Exercise prompt -
Rewrite the lines below, replacing "bounding box" with "enclosing rectangle" wherever it appears and leaving everything else unchanged. Omit the pictures from your output.

Data shown -
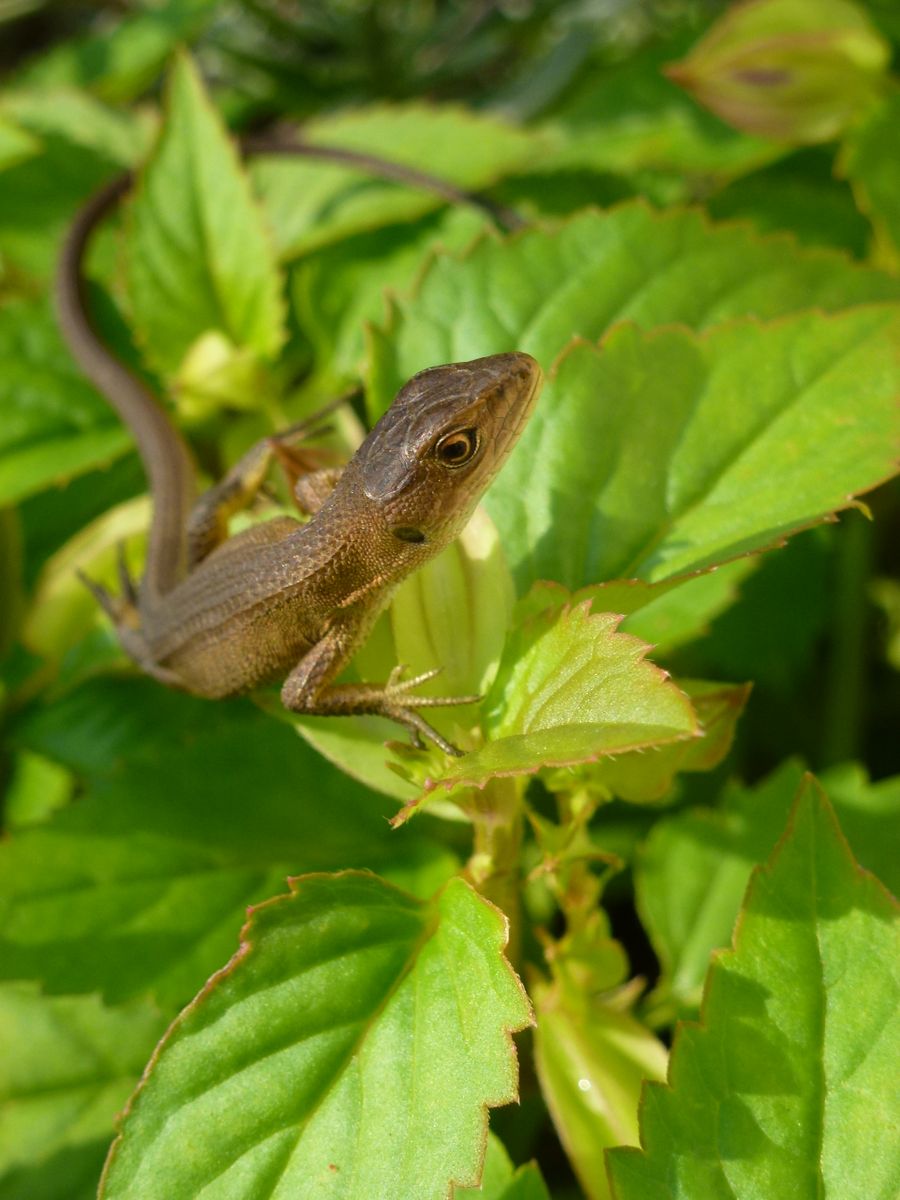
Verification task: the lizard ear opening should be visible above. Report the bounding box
[391,526,425,546]
[434,430,479,467]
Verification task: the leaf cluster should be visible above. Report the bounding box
[0,0,900,1200]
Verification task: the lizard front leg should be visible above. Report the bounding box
[281,618,481,756]
[187,396,347,569]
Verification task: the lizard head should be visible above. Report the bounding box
[356,352,542,550]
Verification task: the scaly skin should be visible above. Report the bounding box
[56,152,541,754]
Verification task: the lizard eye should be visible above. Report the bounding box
[434,430,478,467]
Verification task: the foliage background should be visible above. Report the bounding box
[0,0,900,1200]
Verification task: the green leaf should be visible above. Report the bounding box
[454,1133,550,1200]
[0,88,151,168]
[667,0,890,143]
[545,679,750,804]
[707,148,871,258]
[472,306,900,590]
[820,763,900,895]
[607,782,900,1200]
[536,40,781,183]
[290,208,485,386]
[533,979,666,1200]
[0,122,121,280]
[0,679,444,1010]
[839,92,900,268]
[516,558,758,657]
[0,300,128,504]
[2,750,73,830]
[127,55,283,374]
[101,872,532,1200]
[368,203,900,424]
[681,528,835,703]
[635,762,900,1015]
[19,0,220,103]
[0,984,166,1200]
[253,104,542,258]
[395,604,697,821]
[292,509,512,800]
[0,109,41,172]
[635,762,803,1014]
[619,558,758,657]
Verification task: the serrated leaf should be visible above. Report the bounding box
[0,679,443,1012]
[290,208,494,386]
[839,92,900,266]
[485,306,900,589]
[126,55,283,376]
[0,88,152,168]
[619,558,758,656]
[292,509,512,802]
[395,602,697,821]
[635,762,900,1014]
[454,1133,550,1200]
[0,109,41,172]
[253,104,542,258]
[368,203,900,417]
[101,872,532,1200]
[0,984,166,1200]
[535,38,782,183]
[533,980,666,1200]
[0,113,124,279]
[19,0,218,103]
[546,679,751,804]
[667,0,890,143]
[0,300,128,504]
[516,558,758,654]
[607,782,900,1200]
[707,148,871,259]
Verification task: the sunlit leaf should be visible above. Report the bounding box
[368,203,900,424]
[533,980,666,1200]
[0,984,166,1200]
[0,679,446,1010]
[607,782,900,1200]
[400,604,697,820]
[127,56,283,374]
[101,872,532,1200]
[840,92,900,268]
[635,762,900,1014]
[454,1134,550,1200]
[253,104,541,258]
[0,300,128,504]
[668,0,890,143]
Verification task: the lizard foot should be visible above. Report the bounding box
[383,666,481,758]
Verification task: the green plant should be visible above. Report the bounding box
[0,0,900,1200]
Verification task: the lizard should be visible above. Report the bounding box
[55,145,542,755]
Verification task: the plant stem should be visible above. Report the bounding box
[466,779,523,966]
[820,512,872,766]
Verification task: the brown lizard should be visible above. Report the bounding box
[56,146,541,754]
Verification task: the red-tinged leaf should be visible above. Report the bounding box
[101,872,532,1200]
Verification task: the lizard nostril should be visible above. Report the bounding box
[391,526,425,546]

Solved problem -
Verification task: the lizard ear opening should be visible above. Report the enclosing rectangle
[391,526,425,546]
[434,430,479,467]
Verification task: the leaf cluster should be visible above. Report the enclosing rectangle
[0,0,900,1200]
Verification task: the lizard front leg should be visible above. Report the enclosing rectangle
[281,618,481,756]
[187,396,347,569]
Verification task: the lizard head should be visible above. Report the enclosing rectangle
[356,352,542,550]
Verification task: the scaly skin should be visible above. Report the enclosing rectangle
[56,152,541,754]
Verification task: the lizard eye should be visible above. Report the enclosing rectangle
[434,430,478,467]
Verification task: the foliage background should be visible above. Report the enclosing rectangle
[0,0,900,1200]
Verification task: the green leaf should be visible above. Report the enclosing rectangle
[454,1133,550,1200]
[0,88,151,168]
[667,0,890,143]
[545,679,750,804]
[707,148,871,258]
[472,306,900,590]
[820,763,900,895]
[607,782,900,1200]
[536,40,781,183]
[290,208,485,386]
[533,979,666,1200]
[0,122,121,280]
[0,679,444,1010]
[839,92,900,268]
[516,558,758,657]
[0,300,128,504]
[2,750,73,830]
[127,55,283,374]
[101,872,532,1200]
[368,203,900,424]
[681,528,835,703]
[635,762,900,1015]
[19,0,220,103]
[0,984,166,1200]
[253,104,542,258]
[395,604,697,821]
[292,509,512,800]
[0,109,41,172]
[635,762,803,1014]
[619,558,758,657]
Verification task: the serrated leaf should be visible above. Report the enclosing rectangle
[0,679,443,1012]
[290,208,494,386]
[839,92,900,266]
[485,306,900,589]
[126,55,283,376]
[0,88,152,168]
[619,558,758,656]
[292,509,512,802]
[395,602,697,821]
[635,762,900,1014]
[454,1133,550,1200]
[0,109,41,172]
[253,104,542,258]
[368,203,900,417]
[101,872,532,1200]
[0,984,166,1200]
[535,38,782,183]
[533,980,666,1200]
[0,113,124,279]
[19,0,218,103]
[546,679,751,804]
[667,0,890,143]
[0,300,128,504]
[516,558,758,654]
[607,782,900,1200]
[707,148,871,259]
Verification task: the sunlit leaf should be visible above. Report the enclosing rectangle
[368,203,900,424]
[533,980,666,1200]
[0,984,166,1200]
[0,679,446,1010]
[607,782,900,1200]
[400,604,697,820]
[127,56,283,374]
[101,872,532,1200]
[840,92,900,268]
[635,762,900,1014]
[454,1134,550,1200]
[253,104,541,258]
[0,300,128,504]
[668,0,890,143]
Verification task: the lizard foot should be visible above. Report the enclosing rectangle
[383,666,481,758]
Verification task: the green plant should be visible above. Report the enclosing rectangle
[0,0,900,1200]
Verification task: the lizard should be visible above. Report the enclosing rectangle
[55,145,542,755]
Verification task: the plant stem should be visible above. Report the enclosing rectangle
[466,779,523,966]
[820,512,872,766]
Verification task: the brown lizard should be visible above. Report the enclosing rectangle
[56,146,541,754]
Verification task: the red-tinged leaf should be visible above. Report the enclosing rectangle
[101,872,532,1200]
Verification task: the lizard nostril should be visible above. Report the enclosing rectangle
[391,526,425,546]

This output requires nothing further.